(Selected excerpt)
I think Proverbs 22:4 is a good verse illustrating the nature of this issue overall: "The reward for humility and fear of the Lord is riches and honor and life." The "riches" and possibly even "honor" spoken of here have the exact same apparent nature and contextual appearance as do the "rewards" spoken of any of the various passages often cited to support degrees of reward in Heaven. Yet in this verse, what is the third benefit indiscriminately spoken of right next to those other two? "Life." And we certainly agree on _that_ being something that we fully and solely obtain through Christ's righteousness. So the burden of proof would seem to be on those who would make the "riches" or "honor" a different story.


----------



## Puritan Sailor (Nov 20, 2007)

(Tasks for this exercise)
1. Rework the passage on Proverbs 22:4, starting at "I think Proverbs" and ending at "a different story.", so that "humility" is replaced with "meekness".
2. Write the next part of the forum discussion on Proverbs 22:4 and heavenly rewards, picking up from its final line.

(Data shown)
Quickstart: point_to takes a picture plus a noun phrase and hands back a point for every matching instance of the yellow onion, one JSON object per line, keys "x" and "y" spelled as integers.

(Answer list)
1.
I think Proverbs 22:4 is a good verse illustrating the nature of this issue overall: "The reward for meekness and fear of the Lord is riches and honor and life." The "riches" and possibly even "honor" spoken of here have the exact same apparent nature and contextual appearance as do the "rewards" spoken of any of the various passages often cited to support degrees of reward in Heaven. Yet in this verse, what is the third benefit indiscriminately spoken of right next to those other two? "Life." And we certainly agree on _that_ being something that we fully and solely obtain through Christ's righteousness. So the burden of proof would seem to be on those who would make the "riches" or "honor" a different story.

2.
Look at the parable of the talents. Christians will be rewarded for how they used all the gifts and graces God gave them. They are "rewards of grace" (as the Heidelberg Catechism calls it) not rewards of merit. God in his good pleasure chooses to reward us for our good works, which he wrought in us in this life. These rewards are blessings in addition to justification, and the works rewarded are not the grounds for justification.


----------



## regener8ed (Nov 20, 2007)

I don't think i'll be gettin many rewards if the rewards have anything to do with what I do.


----------



## Puritan Sailor (Nov 20, 2007)

Some help from the Heidelberg Catechism:


60. Q. How are you righteous before God?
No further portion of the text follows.